**Excerpt to read**
Unique competition to include local trainer
Using a rod with a crinkly piece of blue tarp taped to the end, Phil Gunning worked Tuesday to desensitize a horse to quick movement and sudden sounds. He rapidly swished the rod back and forth in front of the horse, on each side and directly behind it.
A client’s horse, 4-year-old Indiana – or Indy – didn’t even twitch.
Gunning doesn’t consider himself a “horse whisperer” – just a guy who fell into horse training as a hobby and eventually made it a career.
“It’s all been done before,” Gunning said about horse-training methods. “It’s not like I have something special – it’s just a matter of whether you can do it or not.”
Gunning believes in first gaining respect and good movement on the ground with the horse and then moving to saddle work.
Gunning, who runs Cabinet Mountain Horse Training in Libby, will participate next weekend in a competition in Sandpoint, Idaho that has been likened to a cowboy reality show. He and three other contestants from Idaho and Washington will spend three days training a young horse of their choosing to perform several advanced maneuvers in the fifth annual Horsin’ Around Horse and Mule Expo.
Expo organizers sought out three area trainers for the competition and the fourth participant, Gunning, “stepped up to the plate,” organizer Cyndi Steele said.
“We interviewed him and watched him work to make sure he was a qualified trainer,” Steele said, “and not just some backyard person that works with horses.”
Gunning has several years of horse experience – starting with endurance racing in Nevada and Texas and then training horses on ranches in Texas and Arizona.
“I didn’t do it as a start of a career,” he said. “It was an enjoyment thing first and it escalated from there.”
Originally from New Zealand, Gunning has lived in the United States for 35 years and moved to Libby in 2002. This competition will be the first of its kind that he has ever participated in.
Trainers will bring a horse aged 2-6 years old that hasn’t been ridden more than 40 times.
Indy had only been ridden twice in the past two years when Gunning began working with him last month.
“He was basically pushy and lazy,” Gunning said. “He is a very sweet little horse, just lazy.”
The two will work together five days per week until the competition begins June 19. Gunning performed quite a bit of groundwork with Indy already and has had the horse go through an obstacle course and practice potential commands and maneuvers. Indy will have 30 rides on him by the competition, Gunning said.

**Task set**
1) Copy out the part of the horse-training article between "Gunning believes in" and "and Mule Expo.", inclusive.
2) Pick up the horse-training article after its final sentence and keep writing it.

**Dataset extract**
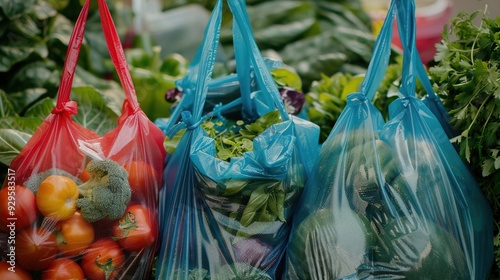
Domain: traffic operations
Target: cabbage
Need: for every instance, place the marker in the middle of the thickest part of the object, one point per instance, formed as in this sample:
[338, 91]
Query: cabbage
[314, 251]
[420, 249]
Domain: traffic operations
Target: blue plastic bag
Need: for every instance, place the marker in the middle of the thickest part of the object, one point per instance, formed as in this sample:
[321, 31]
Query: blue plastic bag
[390, 200]
[231, 219]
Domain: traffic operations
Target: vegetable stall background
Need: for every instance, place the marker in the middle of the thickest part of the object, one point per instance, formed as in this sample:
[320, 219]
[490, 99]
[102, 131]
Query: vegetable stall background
[328, 44]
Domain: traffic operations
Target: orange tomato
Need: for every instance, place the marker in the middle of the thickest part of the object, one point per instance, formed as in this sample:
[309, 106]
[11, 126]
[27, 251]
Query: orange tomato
[142, 177]
[63, 269]
[74, 235]
[56, 197]
[17, 208]
[103, 260]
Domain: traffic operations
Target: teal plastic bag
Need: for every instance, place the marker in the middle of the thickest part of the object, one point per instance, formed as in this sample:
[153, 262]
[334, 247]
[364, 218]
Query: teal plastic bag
[390, 200]
[231, 219]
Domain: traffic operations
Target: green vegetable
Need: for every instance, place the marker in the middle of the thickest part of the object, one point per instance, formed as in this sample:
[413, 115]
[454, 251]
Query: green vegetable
[192, 274]
[232, 139]
[314, 251]
[241, 271]
[312, 37]
[106, 193]
[466, 69]
[418, 249]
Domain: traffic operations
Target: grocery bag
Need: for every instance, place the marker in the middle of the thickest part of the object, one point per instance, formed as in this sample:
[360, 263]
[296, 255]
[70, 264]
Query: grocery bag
[229, 219]
[85, 202]
[390, 200]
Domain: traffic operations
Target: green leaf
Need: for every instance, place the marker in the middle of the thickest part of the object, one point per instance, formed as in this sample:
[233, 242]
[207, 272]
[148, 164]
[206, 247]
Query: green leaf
[234, 186]
[26, 27]
[41, 109]
[11, 144]
[44, 10]
[13, 9]
[93, 112]
[6, 108]
[22, 124]
[287, 78]
[258, 200]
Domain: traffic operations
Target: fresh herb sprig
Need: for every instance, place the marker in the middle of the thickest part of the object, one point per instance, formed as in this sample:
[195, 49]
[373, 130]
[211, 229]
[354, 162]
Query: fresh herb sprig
[232, 138]
[468, 71]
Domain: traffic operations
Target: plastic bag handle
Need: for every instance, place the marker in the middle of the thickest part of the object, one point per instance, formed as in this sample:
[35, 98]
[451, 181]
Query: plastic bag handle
[68, 72]
[380, 56]
[206, 54]
[117, 54]
[243, 30]
[407, 30]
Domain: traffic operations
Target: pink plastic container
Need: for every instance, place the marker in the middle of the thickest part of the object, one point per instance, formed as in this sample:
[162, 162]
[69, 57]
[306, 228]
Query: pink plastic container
[431, 16]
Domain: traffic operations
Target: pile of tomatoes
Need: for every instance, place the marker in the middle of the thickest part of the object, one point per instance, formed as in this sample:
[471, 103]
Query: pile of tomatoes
[70, 247]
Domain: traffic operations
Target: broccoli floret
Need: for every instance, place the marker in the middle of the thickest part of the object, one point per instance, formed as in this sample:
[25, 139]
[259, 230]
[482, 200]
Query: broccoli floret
[35, 180]
[106, 193]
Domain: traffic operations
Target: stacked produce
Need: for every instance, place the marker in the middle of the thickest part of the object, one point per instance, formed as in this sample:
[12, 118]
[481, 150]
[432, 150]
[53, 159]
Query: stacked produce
[75, 211]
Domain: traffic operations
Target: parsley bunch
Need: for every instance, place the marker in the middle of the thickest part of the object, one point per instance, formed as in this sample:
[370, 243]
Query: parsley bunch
[467, 70]
[232, 138]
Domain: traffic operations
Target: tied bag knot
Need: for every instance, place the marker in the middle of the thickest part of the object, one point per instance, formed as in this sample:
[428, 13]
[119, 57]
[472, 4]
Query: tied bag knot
[69, 107]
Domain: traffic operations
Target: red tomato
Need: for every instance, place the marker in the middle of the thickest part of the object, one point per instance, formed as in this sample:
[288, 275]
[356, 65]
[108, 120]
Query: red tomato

**Expected outputs**
1)
Gunning believes in first gaining respect and good movement on the ground with the horse and then moving to saddle work.
Gunning, who runs Cabinet Mountain Horse Training in Libby, will participate next weekend in a competition in Sandpoint, Idaho that has been likened to a cowboy reality show. He and three other contestants from Idaho and Washington will spend three days training a young horse of their choosing to perform several advanced maneuvers in the fifth annual Horsin’ Around Horse and Mule Expo.

2)
While riding Indy inside the round pen at J. Neils Memorial Park on Tuesday, Gunning demonstrated what the judge would be looking for.
“I have loose reins like this, see?” he said. “I’m asking him what to do basically with my legs.”
Gunning commanded Indy to walk, trot and canter. Though he’s getting training in before the competition, Gunning anticipates a few surprises at the event
“I’m sure there’s going to be stuff in there I’m not prepared for,” he said.
That’s part of the fun of watching the event, Steele said. On Friday night, trainers will be handed a list of advanced maneuvers and obstacles that their horses must be able to perform by Sunday afternoon’s competition.
“They only have three sessions,” Steele said, “to work on the things (the horses) are not quite doing so they can execute the maneuvers they’re given.”
They will have three 75-minute sessions to work with their horse at the expo and to demonstrate their personal training methods. On Sunday afternoon, they will compete for the title of 2009 Trainers’ Challenge champion.
“What I’ll be looking for is a horse that is calm and controlled,” judge Gail Silkwood of Moscow, Idaho said. She also wants to see “a bond between the horse and the handler.”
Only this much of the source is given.